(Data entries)

........

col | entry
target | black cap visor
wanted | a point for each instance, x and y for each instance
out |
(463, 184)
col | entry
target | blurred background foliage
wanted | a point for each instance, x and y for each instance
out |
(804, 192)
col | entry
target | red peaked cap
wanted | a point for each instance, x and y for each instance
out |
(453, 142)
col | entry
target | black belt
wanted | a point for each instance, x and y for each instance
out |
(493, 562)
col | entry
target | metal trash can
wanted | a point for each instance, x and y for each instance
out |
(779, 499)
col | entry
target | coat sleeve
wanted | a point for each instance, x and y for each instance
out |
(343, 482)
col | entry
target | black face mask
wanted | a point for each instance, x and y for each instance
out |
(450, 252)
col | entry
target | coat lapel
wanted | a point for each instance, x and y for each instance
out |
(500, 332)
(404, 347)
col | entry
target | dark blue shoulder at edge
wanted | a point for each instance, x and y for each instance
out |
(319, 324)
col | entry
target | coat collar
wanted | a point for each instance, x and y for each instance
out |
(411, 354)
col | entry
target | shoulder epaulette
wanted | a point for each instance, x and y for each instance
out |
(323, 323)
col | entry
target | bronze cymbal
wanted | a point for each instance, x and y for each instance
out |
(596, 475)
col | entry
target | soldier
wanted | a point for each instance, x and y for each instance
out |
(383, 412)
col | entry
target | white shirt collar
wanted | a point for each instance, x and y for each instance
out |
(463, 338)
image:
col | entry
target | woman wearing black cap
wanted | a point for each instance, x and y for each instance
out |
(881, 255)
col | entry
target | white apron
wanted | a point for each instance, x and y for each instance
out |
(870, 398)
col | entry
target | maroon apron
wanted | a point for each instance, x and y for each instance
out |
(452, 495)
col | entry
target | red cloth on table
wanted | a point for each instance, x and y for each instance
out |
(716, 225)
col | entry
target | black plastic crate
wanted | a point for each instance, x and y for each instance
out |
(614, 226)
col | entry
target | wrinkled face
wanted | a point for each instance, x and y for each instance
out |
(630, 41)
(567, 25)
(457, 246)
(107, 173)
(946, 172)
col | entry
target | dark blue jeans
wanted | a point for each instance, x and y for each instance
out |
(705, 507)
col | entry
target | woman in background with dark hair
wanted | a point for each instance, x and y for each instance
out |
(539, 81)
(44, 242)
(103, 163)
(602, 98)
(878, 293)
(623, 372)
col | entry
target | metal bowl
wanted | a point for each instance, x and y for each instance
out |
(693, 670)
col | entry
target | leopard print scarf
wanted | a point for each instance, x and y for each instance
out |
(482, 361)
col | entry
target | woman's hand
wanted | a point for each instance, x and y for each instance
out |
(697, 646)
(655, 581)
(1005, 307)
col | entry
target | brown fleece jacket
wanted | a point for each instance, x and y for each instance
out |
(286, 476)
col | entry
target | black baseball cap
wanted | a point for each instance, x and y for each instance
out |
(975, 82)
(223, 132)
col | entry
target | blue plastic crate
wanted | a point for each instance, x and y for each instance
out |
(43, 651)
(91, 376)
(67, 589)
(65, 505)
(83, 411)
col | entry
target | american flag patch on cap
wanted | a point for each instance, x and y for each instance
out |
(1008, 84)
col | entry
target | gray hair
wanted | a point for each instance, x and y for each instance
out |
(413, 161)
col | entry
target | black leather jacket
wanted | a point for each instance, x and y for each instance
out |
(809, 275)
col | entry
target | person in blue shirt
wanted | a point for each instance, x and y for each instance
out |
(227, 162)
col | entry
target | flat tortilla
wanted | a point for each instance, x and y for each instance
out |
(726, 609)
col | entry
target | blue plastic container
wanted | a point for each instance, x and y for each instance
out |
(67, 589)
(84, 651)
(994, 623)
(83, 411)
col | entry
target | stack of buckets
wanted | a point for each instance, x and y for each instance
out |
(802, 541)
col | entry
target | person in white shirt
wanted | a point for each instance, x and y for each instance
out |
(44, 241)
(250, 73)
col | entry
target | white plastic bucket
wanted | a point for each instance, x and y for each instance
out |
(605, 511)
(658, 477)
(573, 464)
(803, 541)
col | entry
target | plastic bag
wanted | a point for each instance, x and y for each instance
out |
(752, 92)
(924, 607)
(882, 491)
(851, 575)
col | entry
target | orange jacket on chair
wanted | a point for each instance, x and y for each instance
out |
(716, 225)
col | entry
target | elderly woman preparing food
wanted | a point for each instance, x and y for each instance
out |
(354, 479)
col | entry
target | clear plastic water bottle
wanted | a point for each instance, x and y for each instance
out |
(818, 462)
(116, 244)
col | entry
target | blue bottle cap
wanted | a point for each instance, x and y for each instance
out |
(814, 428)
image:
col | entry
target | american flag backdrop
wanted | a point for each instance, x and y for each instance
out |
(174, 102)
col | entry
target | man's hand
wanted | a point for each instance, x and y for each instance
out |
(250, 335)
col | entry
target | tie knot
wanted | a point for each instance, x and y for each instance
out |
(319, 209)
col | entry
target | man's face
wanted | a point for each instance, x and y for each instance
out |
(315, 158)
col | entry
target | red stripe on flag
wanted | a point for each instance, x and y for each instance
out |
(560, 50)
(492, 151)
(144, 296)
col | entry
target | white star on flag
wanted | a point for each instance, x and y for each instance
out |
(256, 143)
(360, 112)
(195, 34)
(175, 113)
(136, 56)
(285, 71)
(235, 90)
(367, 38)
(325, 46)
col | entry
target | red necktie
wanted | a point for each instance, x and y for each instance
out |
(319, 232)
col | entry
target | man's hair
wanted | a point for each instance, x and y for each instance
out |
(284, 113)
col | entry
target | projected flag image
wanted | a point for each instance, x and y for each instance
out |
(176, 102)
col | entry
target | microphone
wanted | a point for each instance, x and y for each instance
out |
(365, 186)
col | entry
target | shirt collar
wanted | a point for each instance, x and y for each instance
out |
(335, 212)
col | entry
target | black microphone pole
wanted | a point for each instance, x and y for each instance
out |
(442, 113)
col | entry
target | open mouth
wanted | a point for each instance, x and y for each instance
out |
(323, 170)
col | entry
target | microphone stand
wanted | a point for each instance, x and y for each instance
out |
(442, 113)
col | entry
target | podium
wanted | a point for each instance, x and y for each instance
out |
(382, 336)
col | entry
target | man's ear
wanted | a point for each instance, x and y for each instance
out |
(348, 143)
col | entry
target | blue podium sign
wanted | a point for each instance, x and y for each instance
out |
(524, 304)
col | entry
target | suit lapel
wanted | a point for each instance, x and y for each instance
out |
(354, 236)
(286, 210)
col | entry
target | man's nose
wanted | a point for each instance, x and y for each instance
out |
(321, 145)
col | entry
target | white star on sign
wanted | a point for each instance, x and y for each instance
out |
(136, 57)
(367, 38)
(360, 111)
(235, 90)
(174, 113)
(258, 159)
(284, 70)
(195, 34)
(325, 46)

........

» Your instructions:
From the first line to the last, copy every record exactly.

» Completed exercise:
col | entry
target | black cap visor
wanted | a point for each instance, x and y for each instance
out |
(463, 184)
col | entry
target | blurred background foliage
wanted | a point for each instance, x and y for each instance
out |
(804, 192)
col | entry
target | red peaked cap
wanted | a point for each instance, x and y for each instance
out |
(453, 142)
col | entry
target | black belt
wanted | a point for each instance, x and y for each instance
out |
(493, 562)
col | entry
target | metal trash can
wanted | a point for each instance, x and y for each instance
out |
(779, 499)
col | entry
target | coat sleeve
wanted | a point for each instance, x and y for each instance
out |
(343, 482)
col | entry
target | black face mask
wanted | a point for each instance, x and y for each instance
out |
(450, 252)
col | entry
target | coat lapel
wanted | a point for each instance, x and y for each instance
out |
(500, 332)
(404, 347)
col | entry
target | dark blue shoulder at edge
wanted | a point for each instance, x and y for each instance
out |
(319, 324)
col | entry
target | coat collar
wanted | a point for each instance, x and y for each instance
out |
(411, 354)
col | entry
target | shoulder epaulette
wanted | a point for each instance, x and y for each instance
out |
(323, 323)
col | entry
target | bronze cymbal
wanted | a point for each instance, x and y for each instance
out |
(596, 475)
col | entry
target | soldier
wanted | a point for each instance, x and y for each instance
out |
(383, 412)
col | entry
target | white shirt collar
wanted | a point for each instance, x and y for each instance
out |
(463, 338)
image:
col | entry
target | woman wearing black cap
wanted | a point for each instance, x and y for each instance
out |
(881, 255)
col | entry
target | white apron
wanted | a point for each instance, x and y for each instance
out |
(870, 398)
col | entry
target | maroon apron
wanted | a point for each instance, x and y for each instance
out |
(452, 495)
col | entry
target | red cloth on table
wanted | a point for each instance, x and y for each instance
out |
(716, 225)
col | entry
target | black plastic crate
wanted | a point for each instance, x and y for each instance
out |
(614, 226)
col | entry
target | wrinkled face
wanted | a point for each instance, x and y for each instance
out |
(630, 41)
(567, 25)
(457, 246)
(107, 173)
(946, 172)
col | entry
target | dark blue jeans
wanted | a point for each instance, x and y for each instance
out |
(705, 507)
col | entry
target | woman in background with dark hair
wanted | a point for each instance, x and y for each instance
out |
(539, 81)
(44, 242)
(103, 163)
(602, 98)
(878, 293)
(623, 372)
col | entry
target | metal bowl
wanted | a point for each instance, x and y for each instance
out |
(693, 670)
col | entry
target | leopard print scarf
wanted | a point for each instance, x and y for each instance
out |
(482, 361)
col | entry
target | woman's hand
wanted | a point for each instance, x and y for each instance
out |
(697, 646)
(655, 581)
(1005, 307)
col | entry
target | brown fleece jacket
wanted | a point for each instance, x and y for each instance
out |
(286, 476)
col | entry
target | black baseball cap
wanted | a point for each instance, x and y for each instance
out |
(975, 82)
(223, 132)
col | entry
target | blue plastic crate
wanted | a point for each instance, x and y for each instance
out |
(43, 651)
(91, 376)
(67, 589)
(65, 505)
(83, 411)
col | entry
target | american flag patch on cap
wanted | a point for each instance, x and y for each instance
out |
(1008, 84)
col | entry
target | gray hair
wanted | a point for each instance, x and y for each instance
out |
(413, 161)
col | entry
target | black leather jacket
wanted | a point for each instance, x and y for each instance
out |
(809, 275)
col | entry
target | person in blue shirt
wanted | a point for each instance, x and y for each instance
out |
(227, 162)
col | entry
target | flat tortilla
wanted | a point for each instance, x and y for each instance
out |
(726, 609)
col | entry
target | blue plastic container
wanted | a point for each instance, x and y for each instance
out |
(67, 589)
(84, 651)
(994, 623)
(83, 411)
col | entry
target | stack of buckets
wanted | a point for each instance, x and y for each instance
out |
(802, 541)
col | entry
target | person in white shirt
wanted | a point for each instance, x and y for each instance
out |
(44, 241)
(250, 73)
col | entry
target | white plastic bucket
wanted | a point for each instance, x and y for each instance
out |
(605, 511)
(658, 477)
(573, 464)
(803, 541)
col | entry
target | plastic bag
wanted | a point for each instance, x and y for each instance
out |
(752, 92)
(924, 607)
(882, 491)
(851, 575)
col | entry
target | orange jacket on chair
wanted | a point for each instance, x and y for each instance
out |
(716, 225)
col | entry
target | elderly woman preparing food
wanted | a point for each instance, x and y for each instance
out |
(354, 479)
col | entry
target | clear plastic water bottle
wanted | a point for each instance, x and y for each instance
out |
(818, 462)
(116, 244)
col | entry
target | blue bottle cap
wanted | a point for each instance, x and y for each instance
out |
(814, 428)
image:
col | entry
target | american flag backdrop
wanted | a point for each instance, x and y for each instance
out |
(174, 102)
col | entry
target | man's hand
wanted | a point for each instance, x and y for each instance
out |
(250, 335)
col | entry
target | tie knot
wanted | a point for each instance, x and y for each instance
out |
(319, 209)
col | entry
target | man's face
wanted | a point for each instance, x and y for each instance
out |
(315, 158)
col | entry
target | red stripe on flag
wanted | a point for each instance, x and y for each instance
out |
(560, 50)
(492, 151)
(144, 296)
col | entry
target | white star on flag
wanted | a point for each instance, x and y for each instance
out |
(256, 143)
(360, 112)
(195, 34)
(175, 113)
(136, 56)
(285, 71)
(235, 90)
(367, 38)
(325, 46)
col | entry
target | red necktie
wanted | a point for each instance, x and y for each instance
out |
(319, 232)
col | entry
target | man's hair
wanted | a point for each instance, x and y for each instance
out |
(284, 113)
col | entry
target | projected flag image
wanted | a point for each instance, x and y for each instance
out |
(176, 102)
col | entry
target | microphone
wanted | a point for each instance, x and y for each instance
out |
(365, 186)
col | entry
target | shirt collar
wanted | a point for each instance, x and y for each instance
out |
(335, 212)
col | entry
target | black microphone pole
wanted | a point for each instance, x and y for each instance
out |
(442, 113)
col | entry
target | open mouth
wanted | a point for each instance, x and y for each instance
out |
(323, 170)
col | entry
target | microphone stand
wanted | a point for each instance, x and y for each instance
out |
(442, 113)
col | entry
target | podium
wanted | a point for each instance, x and y for each instance
out |
(382, 336)
col | entry
target | man's ear
wanted | a point for each instance, x and y for each instance
out |
(348, 143)
col | entry
target | blue podium sign
wanted | a point for each instance, x and y for each instance
out |
(524, 304)
col | entry
target | suit lapel
wanted | a point for each instance, x and y for each instance
out |
(354, 236)
(286, 210)
col | entry
target | man's nose
wanted | a point for each instance, x and y for each instance
out |
(321, 145)
col | entry
target | white star on sign
wanted | a point for each instance, x and y for each instance
out |
(136, 57)
(367, 38)
(360, 111)
(235, 90)
(174, 113)
(258, 159)
(284, 70)
(195, 34)
(325, 46)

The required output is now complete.